» OBJECTIVE:
Each entry below is to be extracted exactly.
begin
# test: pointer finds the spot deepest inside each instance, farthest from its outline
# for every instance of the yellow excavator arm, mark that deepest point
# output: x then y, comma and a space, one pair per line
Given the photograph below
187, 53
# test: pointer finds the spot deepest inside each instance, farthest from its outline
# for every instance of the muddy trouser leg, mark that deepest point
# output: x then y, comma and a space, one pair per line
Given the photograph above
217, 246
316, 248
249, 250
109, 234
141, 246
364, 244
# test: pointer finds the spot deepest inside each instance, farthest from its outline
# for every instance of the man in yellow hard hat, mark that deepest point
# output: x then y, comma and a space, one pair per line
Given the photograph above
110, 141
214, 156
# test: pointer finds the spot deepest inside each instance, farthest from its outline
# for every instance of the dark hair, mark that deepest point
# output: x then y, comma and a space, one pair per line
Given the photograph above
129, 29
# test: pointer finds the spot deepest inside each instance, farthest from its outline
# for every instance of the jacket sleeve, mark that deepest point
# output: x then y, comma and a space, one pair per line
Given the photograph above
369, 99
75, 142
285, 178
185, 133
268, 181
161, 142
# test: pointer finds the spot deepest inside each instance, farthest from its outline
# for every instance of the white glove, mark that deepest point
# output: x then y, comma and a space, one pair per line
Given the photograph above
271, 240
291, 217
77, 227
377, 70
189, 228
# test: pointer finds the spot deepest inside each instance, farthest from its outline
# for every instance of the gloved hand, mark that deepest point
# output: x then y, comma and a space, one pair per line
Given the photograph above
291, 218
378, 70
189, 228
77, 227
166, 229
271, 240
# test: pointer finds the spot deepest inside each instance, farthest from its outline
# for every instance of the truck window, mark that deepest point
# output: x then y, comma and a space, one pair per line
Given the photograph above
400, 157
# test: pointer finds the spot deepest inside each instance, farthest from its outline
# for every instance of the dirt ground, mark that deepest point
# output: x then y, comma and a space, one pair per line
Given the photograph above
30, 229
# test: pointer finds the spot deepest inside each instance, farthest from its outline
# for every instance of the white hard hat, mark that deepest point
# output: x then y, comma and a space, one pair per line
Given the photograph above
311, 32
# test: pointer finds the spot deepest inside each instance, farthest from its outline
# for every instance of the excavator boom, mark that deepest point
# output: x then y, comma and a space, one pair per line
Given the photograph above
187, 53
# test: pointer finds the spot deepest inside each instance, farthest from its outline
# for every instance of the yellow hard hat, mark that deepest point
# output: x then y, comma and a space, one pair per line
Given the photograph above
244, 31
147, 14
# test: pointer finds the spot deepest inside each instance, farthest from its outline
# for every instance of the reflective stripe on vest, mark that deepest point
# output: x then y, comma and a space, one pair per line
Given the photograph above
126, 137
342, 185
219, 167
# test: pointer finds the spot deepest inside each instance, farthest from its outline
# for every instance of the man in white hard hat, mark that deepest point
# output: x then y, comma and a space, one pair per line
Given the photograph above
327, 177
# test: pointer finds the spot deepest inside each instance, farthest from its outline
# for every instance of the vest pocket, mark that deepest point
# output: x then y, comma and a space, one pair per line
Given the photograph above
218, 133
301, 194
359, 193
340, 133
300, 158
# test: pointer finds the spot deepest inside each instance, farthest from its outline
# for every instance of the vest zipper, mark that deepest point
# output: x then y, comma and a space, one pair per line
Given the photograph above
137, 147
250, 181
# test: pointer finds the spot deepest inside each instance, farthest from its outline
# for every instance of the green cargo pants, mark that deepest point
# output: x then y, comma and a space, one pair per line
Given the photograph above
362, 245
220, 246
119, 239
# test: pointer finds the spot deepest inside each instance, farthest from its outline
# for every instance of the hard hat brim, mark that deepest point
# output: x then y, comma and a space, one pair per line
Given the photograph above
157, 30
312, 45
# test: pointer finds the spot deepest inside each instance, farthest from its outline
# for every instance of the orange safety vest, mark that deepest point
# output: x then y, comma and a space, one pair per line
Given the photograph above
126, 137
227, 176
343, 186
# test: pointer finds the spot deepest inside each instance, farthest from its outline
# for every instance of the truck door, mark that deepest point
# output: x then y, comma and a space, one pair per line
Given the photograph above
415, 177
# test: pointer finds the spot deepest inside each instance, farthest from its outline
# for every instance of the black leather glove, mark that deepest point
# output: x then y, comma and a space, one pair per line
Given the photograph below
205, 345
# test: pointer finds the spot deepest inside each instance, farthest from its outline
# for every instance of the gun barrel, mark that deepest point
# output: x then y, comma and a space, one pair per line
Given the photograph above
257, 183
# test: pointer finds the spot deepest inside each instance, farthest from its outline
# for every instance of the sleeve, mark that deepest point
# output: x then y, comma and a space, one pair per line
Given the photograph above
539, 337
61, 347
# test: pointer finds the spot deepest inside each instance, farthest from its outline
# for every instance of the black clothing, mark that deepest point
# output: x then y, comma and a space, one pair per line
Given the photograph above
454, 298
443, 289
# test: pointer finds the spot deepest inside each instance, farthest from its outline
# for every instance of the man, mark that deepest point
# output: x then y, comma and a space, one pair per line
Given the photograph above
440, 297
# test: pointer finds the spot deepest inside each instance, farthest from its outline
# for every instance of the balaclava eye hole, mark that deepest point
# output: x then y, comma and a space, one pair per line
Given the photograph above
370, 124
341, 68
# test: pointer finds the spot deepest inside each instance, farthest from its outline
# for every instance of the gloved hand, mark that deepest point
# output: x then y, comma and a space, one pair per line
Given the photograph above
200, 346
end
» SOLUTION:
# test: pointer finds the spot deepest inside each instance, farthest from its outline
# for every instance of the yellow excavator arm, mark that deepest point
# output: x then y, comma and a space, one pair per line
Given the photograph below
187, 53
# test: pointer finds the spot deepest inside each instance, farthest from its outline
# for every instance of the muddy trouser leg, mark that deepest point
# output: x then y, comma and a space, one pair per line
Given the photograph above
217, 246
316, 248
249, 250
109, 234
141, 246
364, 244
# test: pointer finds the spot deepest inside each instance, farthest from its outline
# for every instance of the man in yellow hard hat, mark that deepest point
# output: x then y, comma and a space, one pair per line
Given the photograph above
110, 141
214, 156
# test: pointer finds the spot deepest inside each instance, farthest from its outline
# for every instance of the dark hair, mark that deepest point
# output: x then y, comma and a space, one pair per line
Given the photograph above
129, 29
# test: pointer finds the spot deepest inside each instance, farthest from its outline
# for every instance of the jacket sleeve, mark that deepest point
# output: x then y, comma and a space, one pair per line
Given the photograph above
369, 99
75, 142
285, 178
185, 133
268, 181
161, 142
# test: pointer finds the spot deepest inside each instance, farthest from its outline
# for every instance of the white glove, mark that deepest point
# output: x then y, comma and a space, one pair per line
Given the photograph above
271, 240
291, 217
77, 227
377, 70
189, 228
# test: pointer finds the spot deepest inside each instance, farthest from its outline
# for every instance of the gloved hand, mark that deepest point
# output: x then y, comma and a space, one pair per line
Given the photograph above
291, 218
378, 70
189, 228
77, 227
166, 229
271, 240
# test: pointer finds the spot deepest inside each instance, farthest from its outline
# for every instance of the truck window, mark that deepest point
# output: x then y, comma and a space, one pair per line
Given the photograph above
400, 157
# test: pointer finds the spot deepest inside each instance, farthest from its outline
# for every instance of the dirt ground, mark that deepest point
# output: x then y, comma and a space, one pair per line
Given the photograph above
30, 229
# test: pointer finds the spot deepest inside each instance, farthest from its outline
# for every instance of the white hard hat, mark that deepest point
# output: x then y, comma and a space, one pair per line
Given the photograph above
311, 32
# test: pointer finds the spot deepest inside each instance, farthest from its outline
# for every instance of the excavator boom, mark that deepest point
# output: x then y, comma and a space, one pair per line
Given the photograph above
187, 53
# test: pointer finds the spot deepest inside each instance, farthest from its outline
# for every instance of the yellow hard hat, mark that deepest point
# output: x then y, comma and a space, one pair per line
Given the photograph above
244, 31
147, 14
# test: pointer finds the spot deepest inside each instance, farthest from its outline
# for every instance of the reflective stripe on vest, mark that deepest point
# output: x then y, comma and a space, one pair per line
Given the photograph above
126, 137
342, 185
219, 167
# test: pointer finds the spot deepest inside each instance, farthest from its outline
# for every instance of the man in white hard hat, mark that deepest point
# output: x then y, comma and a space, one pair per line
Given the photograph above
327, 177
# test: pointer finds the spot deepest inside each instance, farthest from its outline
# for every instance of the vest pocket, mark that deepest point
# output: x then y, comma and a space, one pair per line
Given the photograph above
218, 133
301, 194
359, 193
340, 133
300, 158
# test: pointer finds the spot deepest inside each instance, farthest from its outline
# for every instance of the vest zipper, mark that deepest point
# output: x then y, comma and a space, one pair per line
Given the photograph above
137, 147
250, 181
# test: pointer finds the spot deepest inside each instance, farthest from its outline
# for every instance of the green cargo pants, mark that deepest point
# output: x then y, comma and a space, one pair per line
Given the photograph above
362, 245
220, 246
119, 239
# test: pointer finds the spot deepest inside each instance, farthest from its outline
# for every instance of the hard hat brim, mark that deepest point
# output: x then y, comma and a space, one pair per line
Given the photograph above
157, 30
312, 45
# test: pointer finds the spot deepest inside each instance, farthest from its outline
# for every instance of the orange safety vest, mark that deepest point
# output: x then y, comma and a space, one pair per line
Given the photograph above
126, 137
227, 176
343, 186
# test: pointer finds the spot deepest inside each instance, farthest from its outline
# for every instance of the truck door, mark that deepest point
# output: x then y, comma and a space, one pair per line
Given the photograph above
415, 177
# test: pointer finds the spot deepest inside each instance, farthest from its outline
# for every instance of the black leather glove, mark that deepest point
# output: x then y, comma and a space, one pair per line
Given the photograph below
205, 345
# test: pointer finds the spot deepest inside each instance, farthest from its outline
# for every instance of the gun barrel, mark that deepest point
# output: x then y, comma and a space, one pair per line
Given the photograph above
257, 183
# test: pointer finds the spot deepest inside each instance, farthest from its outline
# for every instance of the sleeve, mark that deepest point
# output: x then y, comma and a space, one pair per line
Given the photograph above
539, 337
61, 347
# test: pointer finds the spot deepest inside each instance, farthest from its outline
# for every instance of the black clothing, mark that deepest point
# output: x then y, comma and a space, one pair per line
Given the photograph above
454, 298
443, 289
# test: pointer finds the spot deepest inside each instance, farthest from its outline
# for every instance of the man, mark that deepest point
# output: x then y, comma and a space, one pair per line
Given the photograph above
440, 297
# test: pointer finds the spot deepest inside each instance, farthest from its outline
# for every instance of the balaclava eye hole, mark that deepest point
# output: x then y, comma and a space, one pair per line
Given the photograph above
370, 124
341, 68
# test: pointer finds the spot deepest inside each instance, farthest from its outline
# for every instance of the gloved hand, mark that deepest point
# output: x then y, comma and a space, one pair per line
Given the photograph above
200, 346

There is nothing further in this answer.